> **TEXT SECTION**
⟨

Updated

The United Nations must set out to protect the world from the likes of Saddam Hussein, President Bush told the international body Thursday morning.

Bush cited Iraq as an example of a rogue regime that poses an immediate threat in its willingness to act against other nations or assist terrorist groups.

"In one place and one regime, we find all these dangers in their most lethal and aggressive forms, exactly the kind of aggressive threat the United Nations was born to confront," Bush told the General Assembly. "Saddam Hussein's regime is a grave and gathering danger. To suggest otherwise is to hope against the evidence. Saddam Hussein has made the case against himself."

After appeasing the U.N. by announcing that the U.S. would return to the United Nations Educational, Scientific and Cultural Organization, Bush told the international body that Iraq must comply with U.N. sanctions or be punished accordingly.

"We will work with the U.N. Security Council for the necessary resolutions, but the purposes of the United States should not be doubted. The Security Council resolutions will be enforced. The just demands of peace and security must be met or action will be unavoidable and a regime that has lost its legitimacy will also lose its power."

"Events can turn in one of two ways," Bush said.

⟩

> **RECORD SET**
⟨

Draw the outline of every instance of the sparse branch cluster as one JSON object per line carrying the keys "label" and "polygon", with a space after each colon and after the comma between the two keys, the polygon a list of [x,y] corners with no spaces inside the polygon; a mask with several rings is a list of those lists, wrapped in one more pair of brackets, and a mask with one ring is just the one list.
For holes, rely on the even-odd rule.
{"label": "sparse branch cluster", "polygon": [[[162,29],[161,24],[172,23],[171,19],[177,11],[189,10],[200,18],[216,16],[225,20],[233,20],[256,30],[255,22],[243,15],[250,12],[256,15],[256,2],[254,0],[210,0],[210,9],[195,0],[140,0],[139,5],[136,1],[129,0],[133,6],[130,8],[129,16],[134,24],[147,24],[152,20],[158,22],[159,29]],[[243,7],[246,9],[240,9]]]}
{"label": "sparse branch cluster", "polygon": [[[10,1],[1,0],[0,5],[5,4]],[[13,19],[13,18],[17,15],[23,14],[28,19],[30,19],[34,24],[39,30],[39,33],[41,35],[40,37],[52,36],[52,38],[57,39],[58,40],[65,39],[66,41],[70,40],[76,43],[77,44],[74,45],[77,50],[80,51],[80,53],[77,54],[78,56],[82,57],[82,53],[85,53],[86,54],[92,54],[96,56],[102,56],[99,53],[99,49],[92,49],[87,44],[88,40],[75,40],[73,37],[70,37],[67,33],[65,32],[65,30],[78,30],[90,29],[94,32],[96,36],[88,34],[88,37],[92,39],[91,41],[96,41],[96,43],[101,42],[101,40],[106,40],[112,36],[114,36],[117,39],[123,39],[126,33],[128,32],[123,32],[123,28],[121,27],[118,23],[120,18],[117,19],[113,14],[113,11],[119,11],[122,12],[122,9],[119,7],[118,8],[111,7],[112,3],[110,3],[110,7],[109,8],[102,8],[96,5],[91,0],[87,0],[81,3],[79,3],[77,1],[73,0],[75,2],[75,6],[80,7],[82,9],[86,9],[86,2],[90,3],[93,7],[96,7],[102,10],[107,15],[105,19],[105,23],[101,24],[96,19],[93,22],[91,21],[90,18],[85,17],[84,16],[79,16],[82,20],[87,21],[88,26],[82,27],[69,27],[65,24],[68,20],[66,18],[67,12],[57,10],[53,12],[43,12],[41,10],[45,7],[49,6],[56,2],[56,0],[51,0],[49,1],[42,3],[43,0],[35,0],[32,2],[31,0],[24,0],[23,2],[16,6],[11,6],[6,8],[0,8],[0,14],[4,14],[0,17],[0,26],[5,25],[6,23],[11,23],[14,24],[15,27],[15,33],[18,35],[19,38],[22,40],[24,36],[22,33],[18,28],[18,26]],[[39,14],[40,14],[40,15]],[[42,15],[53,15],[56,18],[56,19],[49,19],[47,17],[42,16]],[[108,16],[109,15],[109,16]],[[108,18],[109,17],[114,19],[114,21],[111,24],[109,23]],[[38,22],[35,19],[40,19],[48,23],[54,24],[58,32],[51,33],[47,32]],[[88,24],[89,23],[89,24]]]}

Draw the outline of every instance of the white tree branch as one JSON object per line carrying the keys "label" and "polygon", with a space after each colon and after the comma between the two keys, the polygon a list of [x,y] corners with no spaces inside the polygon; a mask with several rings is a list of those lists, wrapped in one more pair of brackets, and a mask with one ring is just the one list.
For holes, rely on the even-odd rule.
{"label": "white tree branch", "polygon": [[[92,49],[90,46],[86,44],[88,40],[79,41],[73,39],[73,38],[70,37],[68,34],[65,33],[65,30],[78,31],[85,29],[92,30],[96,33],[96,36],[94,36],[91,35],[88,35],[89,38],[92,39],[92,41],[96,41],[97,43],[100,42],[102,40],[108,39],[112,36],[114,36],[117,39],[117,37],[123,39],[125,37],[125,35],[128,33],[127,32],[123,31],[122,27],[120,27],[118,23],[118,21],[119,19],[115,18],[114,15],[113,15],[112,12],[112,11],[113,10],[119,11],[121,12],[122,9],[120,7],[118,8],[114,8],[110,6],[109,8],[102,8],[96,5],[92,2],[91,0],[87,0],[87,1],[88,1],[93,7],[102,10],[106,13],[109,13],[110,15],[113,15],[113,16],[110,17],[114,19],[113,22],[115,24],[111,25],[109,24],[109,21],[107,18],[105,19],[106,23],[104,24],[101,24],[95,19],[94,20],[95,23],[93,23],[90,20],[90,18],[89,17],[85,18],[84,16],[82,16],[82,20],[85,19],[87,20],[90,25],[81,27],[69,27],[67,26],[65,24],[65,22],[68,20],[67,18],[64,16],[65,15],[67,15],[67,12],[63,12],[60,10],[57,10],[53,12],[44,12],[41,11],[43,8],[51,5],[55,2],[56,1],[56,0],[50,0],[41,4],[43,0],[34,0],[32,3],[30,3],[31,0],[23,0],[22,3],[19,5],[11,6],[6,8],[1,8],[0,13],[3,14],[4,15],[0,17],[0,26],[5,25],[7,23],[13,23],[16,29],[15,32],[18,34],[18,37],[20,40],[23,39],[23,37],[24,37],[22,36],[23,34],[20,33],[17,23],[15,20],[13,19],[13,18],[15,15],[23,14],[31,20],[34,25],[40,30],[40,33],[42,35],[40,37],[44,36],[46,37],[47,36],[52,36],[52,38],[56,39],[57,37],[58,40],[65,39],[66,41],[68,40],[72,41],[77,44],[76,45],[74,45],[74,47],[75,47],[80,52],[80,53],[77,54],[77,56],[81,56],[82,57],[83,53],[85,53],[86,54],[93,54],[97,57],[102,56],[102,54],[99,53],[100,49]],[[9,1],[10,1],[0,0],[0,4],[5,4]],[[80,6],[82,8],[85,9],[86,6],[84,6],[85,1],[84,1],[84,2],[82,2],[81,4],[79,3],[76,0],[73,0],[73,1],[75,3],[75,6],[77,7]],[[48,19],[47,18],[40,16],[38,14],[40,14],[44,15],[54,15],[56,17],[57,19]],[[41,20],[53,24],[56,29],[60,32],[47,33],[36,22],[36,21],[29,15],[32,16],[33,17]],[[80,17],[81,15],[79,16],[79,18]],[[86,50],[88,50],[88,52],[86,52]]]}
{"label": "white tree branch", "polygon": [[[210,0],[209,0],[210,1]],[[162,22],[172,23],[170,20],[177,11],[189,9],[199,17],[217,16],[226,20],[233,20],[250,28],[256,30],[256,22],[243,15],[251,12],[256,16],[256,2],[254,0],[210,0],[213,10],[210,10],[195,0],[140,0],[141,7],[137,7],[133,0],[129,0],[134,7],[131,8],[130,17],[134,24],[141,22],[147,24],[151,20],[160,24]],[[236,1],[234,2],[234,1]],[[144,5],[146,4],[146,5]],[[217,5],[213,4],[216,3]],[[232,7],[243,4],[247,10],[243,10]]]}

⟩

> **JOB 1**
From the article on Bush's U.N. speech, reproduce everything from "The United Nations must" down to "assist terrorist groups.".
> **JOB 2**
Continue the article on Bush's U.N. address about Iraq, starting after its final sentence.
The lines above have no role here.

> **OUTPUT 1**
The United Nations must set out to protect the world from the likes of Saddam Hussein, President Bush told the international body Thursday morning.

Bush cited Iraq as an example of a rogue regime that poses an immediate threat in its willingness to act against other nations or assist terrorist groups.

> **OUTPUT 2**
Armed with a point-by-point list of Saddam Hussein's transgressions included in a White House paper entitled "A Decade of Defiance and Deception of the United Nations," the president detailed how Saddam has continued to develop weapons of mass destruction, engaged in egregious human-rights violations, participated in international terrorism, sought to evade economic sanctions and kept Kuwaiti property that should have been returned after the 1991 Gulf War.

Bush said Saddam has engaged in systematic human rights violations, including the "arbitrary arrest and imprisonment, summary execution and torture by beating and burning, electric shock, starvation, mutilation and rape" of tens of thousands of Iraqis.

"[Saddam] has fired ballistic missiles at Iran and Saudi Arabia, Bahrain and Israel. He has gassed many Iranians and 40 Kurdish villages."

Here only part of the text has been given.